Text excerpt ->
The Sunday Telegraph

It’s tough to be teenage when the world grounds you

- JULIE BURCHILL READ MORE at telegraph.co.uk/ opinion

There are two ways of looking at youth. One is that you’re never more alive, with all those hormones coursing through you, doing everything for the first time, and that your subsequent life is a whittling away until you end up shedding bitter tears looking at photograph­s of your childhood sweetheart on Facebook.

The other is that you’re just a shadow of your future self, running with the crowd and scared to stand out and that, as David Bowie said: “Ageing is an extraordin­ary process where you become the person you always should have been.”

One thing’s for sure; in Western culture, we see “teenage” as a time when, as the song says, we should be young, be foolish but be happy. Even the Amish insist that young people leave their communitie­s for a few years between the ages of 16 and 20 for “Rumspringa”, which translates as “running around”.

Extracted entries ->
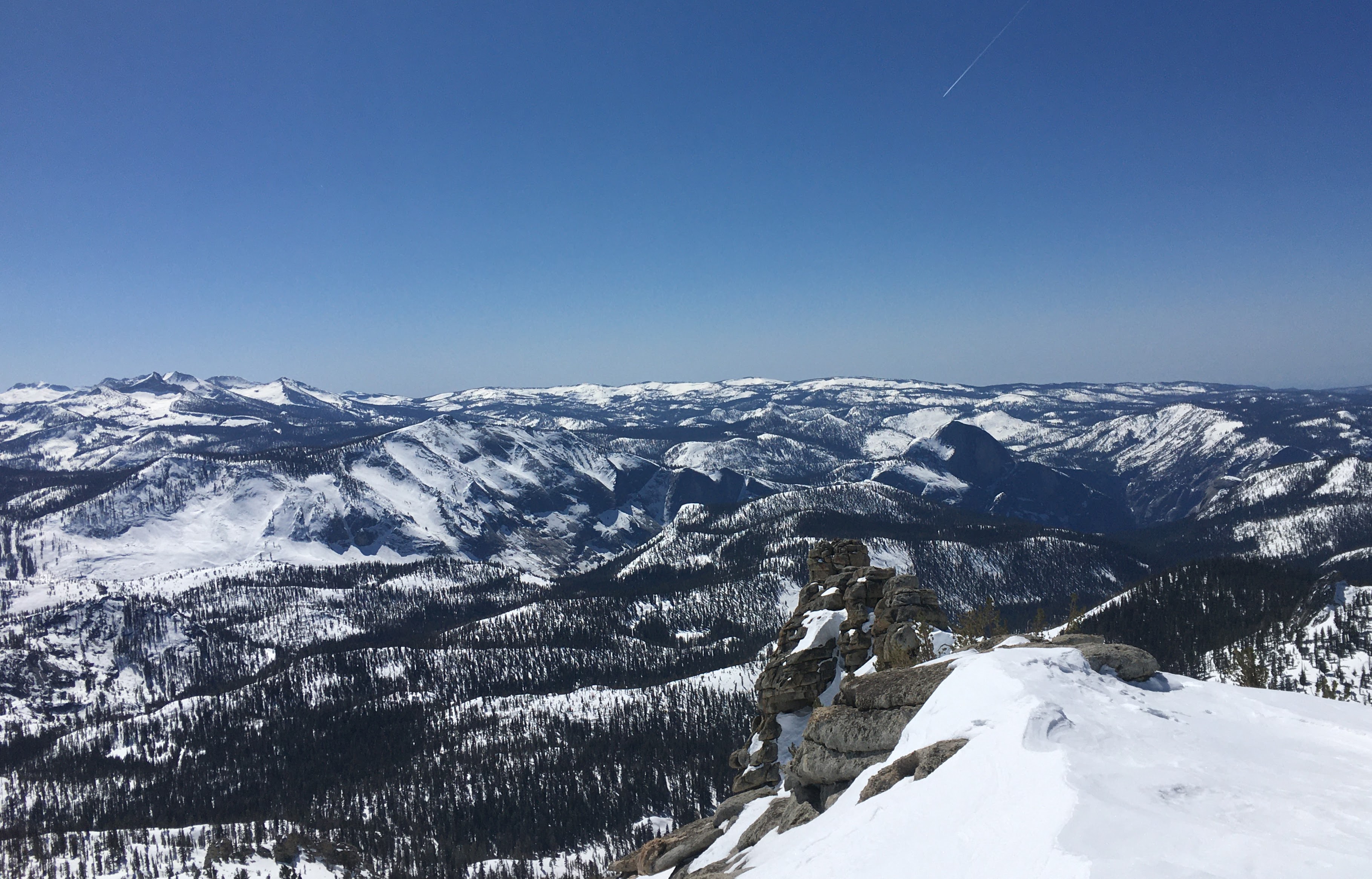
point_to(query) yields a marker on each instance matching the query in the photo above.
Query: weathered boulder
(729, 810)
(1072, 640)
(766, 823)
(894, 687)
(844, 729)
(796, 814)
(1128, 663)
(816, 764)
(670, 851)
(904, 645)
(916, 764)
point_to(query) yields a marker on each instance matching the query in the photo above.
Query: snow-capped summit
(1072, 773)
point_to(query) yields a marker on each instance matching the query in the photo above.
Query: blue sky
(416, 198)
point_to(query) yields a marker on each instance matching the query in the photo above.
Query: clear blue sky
(416, 198)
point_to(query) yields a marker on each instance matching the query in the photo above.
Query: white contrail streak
(988, 46)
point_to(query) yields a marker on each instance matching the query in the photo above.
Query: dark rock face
(796, 814)
(1128, 663)
(917, 765)
(817, 765)
(877, 611)
(894, 689)
(846, 729)
(977, 457)
(847, 608)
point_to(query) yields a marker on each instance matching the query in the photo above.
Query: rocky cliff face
(851, 668)
(848, 618)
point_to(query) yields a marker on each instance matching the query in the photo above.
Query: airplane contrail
(988, 46)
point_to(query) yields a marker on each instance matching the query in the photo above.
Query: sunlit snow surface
(1075, 774)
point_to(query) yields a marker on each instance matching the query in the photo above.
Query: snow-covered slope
(1069, 773)
(547, 501)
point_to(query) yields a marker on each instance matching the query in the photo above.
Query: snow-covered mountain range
(242, 623)
(140, 476)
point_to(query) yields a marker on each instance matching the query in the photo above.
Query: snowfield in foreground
(1069, 774)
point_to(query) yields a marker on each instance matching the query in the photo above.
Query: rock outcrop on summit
(852, 667)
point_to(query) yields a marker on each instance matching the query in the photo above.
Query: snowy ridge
(1069, 773)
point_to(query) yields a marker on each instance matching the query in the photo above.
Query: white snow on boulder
(1076, 774)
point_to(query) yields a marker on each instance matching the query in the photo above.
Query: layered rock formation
(848, 615)
(850, 670)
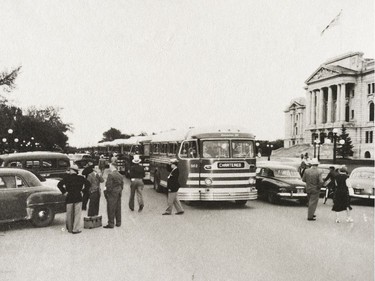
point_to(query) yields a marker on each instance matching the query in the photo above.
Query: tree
(112, 134)
(7, 79)
(346, 149)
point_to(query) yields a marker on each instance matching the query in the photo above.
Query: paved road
(211, 241)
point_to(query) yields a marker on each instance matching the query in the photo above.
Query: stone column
(338, 95)
(319, 108)
(342, 103)
(308, 108)
(329, 105)
(321, 105)
(313, 112)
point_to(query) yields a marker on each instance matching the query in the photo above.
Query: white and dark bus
(214, 164)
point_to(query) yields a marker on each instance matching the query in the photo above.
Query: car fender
(52, 199)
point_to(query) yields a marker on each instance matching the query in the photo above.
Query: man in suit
(173, 185)
(114, 186)
(314, 181)
(137, 174)
(74, 185)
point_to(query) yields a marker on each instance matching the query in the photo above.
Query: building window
(369, 136)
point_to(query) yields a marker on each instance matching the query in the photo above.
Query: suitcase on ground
(92, 222)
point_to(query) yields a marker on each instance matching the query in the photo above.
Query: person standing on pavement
(173, 185)
(85, 172)
(137, 173)
(329, 182)
(114, 186)
(341, 199)
(94, 194)
(102, 163)
(314, 181)
(74, 185)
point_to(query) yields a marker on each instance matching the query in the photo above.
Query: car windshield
(286, 173)
(362, 175)
(242, 149)
(216, 149)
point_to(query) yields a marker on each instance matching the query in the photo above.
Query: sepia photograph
(200, 140)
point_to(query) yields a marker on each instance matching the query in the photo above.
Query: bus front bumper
(217, 194)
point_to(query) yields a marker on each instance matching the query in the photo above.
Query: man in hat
(114, 186)
(137, 174)
(89, 168)
(173, 185)
(314, 181)
(74, 185)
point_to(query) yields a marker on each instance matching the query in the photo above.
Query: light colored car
(275, 181)
(361, 183)
(22, 196)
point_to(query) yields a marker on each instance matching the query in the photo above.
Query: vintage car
(325, 170)
(23, 197)
(44, 163)
(276, 181)
(361, 183)
(81, 159)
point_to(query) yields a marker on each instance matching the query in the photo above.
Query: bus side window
(189, 149)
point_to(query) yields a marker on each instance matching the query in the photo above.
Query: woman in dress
(341, 199)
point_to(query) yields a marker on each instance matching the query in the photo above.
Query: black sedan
(275, 181)
(22, 196)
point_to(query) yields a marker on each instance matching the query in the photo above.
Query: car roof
(367, 169)
(326, 166)
(32, 155)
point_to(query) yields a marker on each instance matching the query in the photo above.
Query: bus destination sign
(225, 165)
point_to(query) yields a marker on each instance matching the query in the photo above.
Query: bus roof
(202, 132)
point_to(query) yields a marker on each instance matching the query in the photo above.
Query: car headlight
(252, 181)
(208, 181)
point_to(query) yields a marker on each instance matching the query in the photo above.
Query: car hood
(291, 181)
(366, 184)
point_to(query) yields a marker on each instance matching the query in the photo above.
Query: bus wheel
(241, 202)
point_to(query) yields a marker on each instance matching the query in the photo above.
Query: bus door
(189, 164)
(215, 158)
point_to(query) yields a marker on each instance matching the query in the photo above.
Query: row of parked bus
(215, 164)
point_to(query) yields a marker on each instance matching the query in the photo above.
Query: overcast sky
(160, 64)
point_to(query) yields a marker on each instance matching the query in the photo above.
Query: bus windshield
(242, 149)
(215, 149)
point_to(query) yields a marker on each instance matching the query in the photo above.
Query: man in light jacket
(314, 181)
(114, 186)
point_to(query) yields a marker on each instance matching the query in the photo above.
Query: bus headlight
(252, 181)
(208, 181)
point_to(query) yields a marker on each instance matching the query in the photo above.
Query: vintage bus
(214, 164)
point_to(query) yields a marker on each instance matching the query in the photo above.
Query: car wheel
(241, 202)
(157, 186)
(42, 216)
(272, 197)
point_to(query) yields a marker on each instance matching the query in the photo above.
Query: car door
(13, 194)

What to do -> Rewrite the article on being a teenager from "- JULIE BURCHILL" up to and including "sweetheart on Facebook.", putting "Instagram" in place of "Facebook".

Solution to this exercise ->
- JULIE BURCHILL READ MORE at telegraph.co.uk/ opinion

There are two ways of looking at youth. One is that you’re never more alive, with all those hormones coursing through you, doing everything for the first time, and that your subsequent life is a whittling away until you end up shedding bitter tears looking at photograph­s of your childhood sweetheart on Instagram.